Try it:
Please restate the following records word for word.

Referring expression data:

────────────────

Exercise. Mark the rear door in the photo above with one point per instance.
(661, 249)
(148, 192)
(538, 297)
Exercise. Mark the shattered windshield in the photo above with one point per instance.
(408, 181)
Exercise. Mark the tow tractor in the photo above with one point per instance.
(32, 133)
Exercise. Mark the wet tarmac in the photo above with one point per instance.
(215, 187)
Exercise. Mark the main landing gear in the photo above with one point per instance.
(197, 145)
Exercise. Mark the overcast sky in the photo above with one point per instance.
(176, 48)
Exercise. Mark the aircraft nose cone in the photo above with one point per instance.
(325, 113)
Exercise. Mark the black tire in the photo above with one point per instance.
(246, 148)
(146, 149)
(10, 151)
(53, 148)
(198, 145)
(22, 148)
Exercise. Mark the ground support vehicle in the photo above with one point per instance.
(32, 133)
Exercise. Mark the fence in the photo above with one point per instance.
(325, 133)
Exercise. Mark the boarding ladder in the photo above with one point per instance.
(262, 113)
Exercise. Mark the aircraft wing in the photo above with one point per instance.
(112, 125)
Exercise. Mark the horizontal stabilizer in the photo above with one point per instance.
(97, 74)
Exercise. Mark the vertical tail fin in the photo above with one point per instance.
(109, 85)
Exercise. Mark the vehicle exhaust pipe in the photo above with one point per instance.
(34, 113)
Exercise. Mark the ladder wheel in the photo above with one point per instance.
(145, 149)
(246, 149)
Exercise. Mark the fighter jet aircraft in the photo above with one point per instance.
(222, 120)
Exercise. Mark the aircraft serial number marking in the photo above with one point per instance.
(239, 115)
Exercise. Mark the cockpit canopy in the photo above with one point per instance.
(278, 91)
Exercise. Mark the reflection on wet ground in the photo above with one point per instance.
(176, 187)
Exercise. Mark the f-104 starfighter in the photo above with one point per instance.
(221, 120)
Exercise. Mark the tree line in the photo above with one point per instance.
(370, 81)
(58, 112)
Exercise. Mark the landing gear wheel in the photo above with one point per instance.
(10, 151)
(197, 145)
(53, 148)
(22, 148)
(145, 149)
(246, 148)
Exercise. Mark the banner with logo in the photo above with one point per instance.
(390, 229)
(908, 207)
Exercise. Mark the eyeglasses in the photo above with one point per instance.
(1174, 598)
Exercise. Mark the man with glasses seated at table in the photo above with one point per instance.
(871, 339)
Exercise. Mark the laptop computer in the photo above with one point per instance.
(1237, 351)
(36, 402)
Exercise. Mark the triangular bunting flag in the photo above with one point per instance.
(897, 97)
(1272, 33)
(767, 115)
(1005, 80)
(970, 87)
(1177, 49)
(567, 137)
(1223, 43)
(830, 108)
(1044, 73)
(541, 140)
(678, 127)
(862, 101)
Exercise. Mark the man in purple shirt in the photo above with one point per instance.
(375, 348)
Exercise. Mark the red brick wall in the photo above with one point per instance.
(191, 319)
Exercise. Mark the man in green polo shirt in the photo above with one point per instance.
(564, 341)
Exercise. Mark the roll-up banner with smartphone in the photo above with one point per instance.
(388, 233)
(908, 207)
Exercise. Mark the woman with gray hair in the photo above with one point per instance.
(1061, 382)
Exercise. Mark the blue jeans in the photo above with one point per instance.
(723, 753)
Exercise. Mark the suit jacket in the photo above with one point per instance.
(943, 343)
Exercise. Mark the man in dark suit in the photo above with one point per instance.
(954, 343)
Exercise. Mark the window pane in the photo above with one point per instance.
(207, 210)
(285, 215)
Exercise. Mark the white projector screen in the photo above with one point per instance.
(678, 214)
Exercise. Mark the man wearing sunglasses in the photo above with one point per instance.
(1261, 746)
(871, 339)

────────────────

Exercise result:
Exercise. Mark the rear door in the photo above with one point per instance.
(661, 249)
(148, 192)
(538, 297)
Exercise. Mark the shattered windshield in the photo above with one point per instance.
(408, 181)
Exercise. Mark the tow tractor in the photo above with one point per instance.
(32, 133)
Exercise. Mark the wet tarmac in the photo above with one point per instance.
(215, 187)
Exercise. Mark the main landing gear in the photo above with one point per instance.
(197, 145)
Exercise. Mark the overcast sky in the photo above with one point per instance.
(176, 48)
Exercise. Mark the aircraft nose cone in the photo above with one point per instance.
(325, 113)
Exercise. Mark the black tire in the photo above with one point per instance.
(246, 148)
(146, 149)
(10, 151)
(53, 148)
(198, 145)
(22, 148)
Exercise. Mark the ground support vehicle in the photo above with one point per instance.
(32, 133)
Exercise. Mark the fence in the photo above with one point per instance.
(325, 133)
Exercise. Mark the boarding ladder in the photo above with one point per instance.
(262, 113)
Exercise. Mark the aircraft wing in the photo above with one point per instance.
(112, 125)
Exercise. Mark the horizontal stabilizer in the photo above with one point per instance.
(97, 74)
Exercise. Mark the vertical tail fin in the photo above with one point per instance.
(109, 85)
Exercise. Mark the vehicle exhaust pipe in the photo above with one point per instance.
(34, 113)
Exercise. Mark the ladder wheel in the photo above with one point per instance.
(145, 149)
(246, 149)
Exercise. Mark the fighter jet aircraft in the photo above with one point per instance.
(222, 120)
Exercise. Mark the aircraft serial number marking in the photo above with one point per instance.
(239, 115)
Exercise. Mark the cockpit canopy in the photo above with one point per instance.
(278, 91)
Exercise. Mark the reflection on wet ground in the photo above with one point per instance.
(176, 187)
Exercise. Mark the f-104 starfighter in the photo above with one point per instance.
(221, 120)
Exercise. Mark the tree line in the photo above with one point per instance.
(370, 81)
(58, 112)
Exercise. Mark the landing gear wheel in the photo above with one point per instance.
(10, 151)
(197, 145)
(53, 148)
(22, 148)
(145, 149)
(246, 148)
Exercise. Mark the banner with logo in the photo above with one point per instance.
(390, 229)
(908, 207)
Exercise. Mark the eyeglasses in the photo above with one point per instance.
(1174, 598)
Exercise. Mark the man with glasses seated at table in the photo above with one point per instance.
(871, 339)
Exercise. Mark the laptop computer in the photo above with one point per instance.
(1237, 351)
(36, 402)
Exercise. Mark the triangular bunting flag in the photo above with one point per instance.
(897, 97)
(1272, 33)
(767, 115)
(1005, 80)
(970, 87)
(1177, 49)
(567, 137)
(1223, 43)
(830, 108)
(1044, 73)
(541, 140)
(678, 127)
(862, 101)
Exercise. Mark the man in purple shirt in the photo above with one point per instance.
(375, 348)
Exercise. Mark the red brick wall in the photo above with one point per instance.
(191, 319)
Exercise. Mark the man in green polo shirt in the photo above with one point per instance.
(564, 341)
Exercise. Mark the roll-up banner with smartphone in the photo above with one point per instance.
(388, 233)
(908, 207)
Exercise. Mark the woman with gray hair in the photo above with one point per instance.
(1061, 382)
Exercise. Mark the blue jeans in the photo above with one point per instance.
(723, 753)
Exercise. Mark the suit jacket in the photo above with one point per instance.
(943, 343)
Exercise. Mark the man in dark suit in the photo above with one point per instance.
(954, 343)
Exercise. Mark the window pane in the photo above with one point per instance.
(207, 210)
(285, 215)
Exercise. Mark the white projector screen in the photo above with one point per instance.
(678, 214)
Exercise. Mark the man wearing sunglasses in the photo above with one point per instance.
(1261, 746)
(871, 339)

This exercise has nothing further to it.